_TAREFA 1_
Responda a partir do texto sobre o vice-almirante Gouveia e Melo:
(a) Que função deve o jornalista continuar a cumprir, segundo o texto?
(b) Desde quando coordena Gouveia e Melo a task force do plano de vacinação contra a Covid-19?
(c) Que casos estavam na origem do clima de grande persecução em que iniciou as suas funções?
_TAREFA 2_
Prossiga o texto sobre o vice-almirante Gouveia e Melo e a task force da vacinação a partir do ponto em que termina.

_EXCERTO DO TEXTO_
À luz do ambiente das redes sociais, estas linhas vão soar mal. Vindas de um jornalista, então, pior um pouco. Mesmo no meio de ventos e tempestades como os das últimas décadas, o jornalista deve continuar a cumprir a sua função de watch dog, escrutínio dos vários poderes, garante das democracias liberais e dos seus cidadãos. Para mim, e felizmente para muitos outros profissionais, esta continua a ser uma verdade insofismável. A verdade, porém, também nos obriga a reconhecer os méritos dos que, no dever das suas obrigações, cumprem as tarefas que lhes foram atribuídas: como o vice-almirante Henrique Gouveia e Melo, que desde fevereiro deste ano coordena a task force do plano de vacinação contra a Covid-19. Recorde-se que Gouveia e Melo iniciou as suas funções num clima de grande persecução por causa de casos de vacinação indevida em pessoas não prioritárias. O novo responsável garantiu desde logo que as regras iriam ser apertadas, assim como a consciencialização de todos os envolvidos no processo. Proferiu então duas frases que merecem ser recordadas: “Nós somos silence service porque gostamos de prestar serviço de forma silenciosa. Não é pormo-nos em bicos de pés que vai ajudar os portugueses.”

_REGISTOS DO CONJUNTO_
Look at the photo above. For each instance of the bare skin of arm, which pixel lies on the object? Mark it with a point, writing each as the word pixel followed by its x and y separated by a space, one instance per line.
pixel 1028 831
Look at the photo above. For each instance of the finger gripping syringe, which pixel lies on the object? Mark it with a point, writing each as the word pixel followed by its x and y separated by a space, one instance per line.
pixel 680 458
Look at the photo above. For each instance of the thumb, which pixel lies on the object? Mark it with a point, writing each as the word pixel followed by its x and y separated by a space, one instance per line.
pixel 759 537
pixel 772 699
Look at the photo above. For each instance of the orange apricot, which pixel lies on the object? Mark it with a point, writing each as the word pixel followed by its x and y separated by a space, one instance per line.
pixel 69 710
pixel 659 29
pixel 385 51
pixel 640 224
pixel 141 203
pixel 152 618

_RESULTADO DA TAREFA 1_
(a) A função de watch dog, de escrutínio dos vários poderes e de garante das democracias liberais e dos seus cidadãos.
(b) Desde fevereiro deste ano.
(c) Casos de vacinação indevida em pessoas não prioritárias.

_RESULTADO DA TAREFA 2_
Temos motivos para nos orgulharmos desta ultramaratona contra a Covid-19. Estamos a par das médias europeias, com 29% da população já vacinada com a primeira dose e 11% com a vacinação completa (dados do último fim de semana). Mais importante ainda: acima dos 60 anos, idade crítica em termos de mortalidade, as taxas já são da ordem dos 73% (60-69 anos), 93% (70-79 anos) e 95% (acima dos 80 anos). Só no passado fim de semana foram administradas 200 mil doses e, de acordo com as informações prestadas por Gouveia e Melo, na Assembleia da República, as previsões apontam para que 70% dos portugueses estejam vacinados entre o final de julho/início de agosto. Não é preciso lembrar a noite em que o Sporting venceu o campeonato nacional para falarmos da nossa proverbial dificuldade em planear, prever, antecipar (só um parêntesis para dizer que aconteceu com o Sporting, mas podia ter acontecido com outro clube qualquer…). O discreto e silencioso Gouveia e Melo fala apenas quando tem de falar. Às polémicas, tem respondido com factos e, sobretudo, com ação, nunca esquecendo o seu objetivo principal: vacinar! Existem atrasos nas entregas das farmacêuticas? Existem erros com as marcações? Pois, claro que sim. Mas, perante as dificuldades, o responsável pela task force não parece hesitar: nem acerca de vacinas, nem acerca de recomendações etárias, nem acerca de grupos prioritários. Há uma guerra contra um vírus, há uma luta contra o tempo, há uma missão para cumprir – prestando contas a quem de direito, mas sem alaridos. Silence service.
No meio de tantas críticas e apreciações levianas, não é justo que nos esqueçamos daqueles que, além de estarem disponíveis para a coisa pública, têm cumprido a sua missão. A palavra é mesmo esta: missão. Não são assim tão poucos, nem são assim tão raros. Por isso, senhor vice-almirante, por aqui segue o meu louvor. Imagino que vá dizer que não é para agradecer, que é seu dever, mas eu faço questão: obrigada!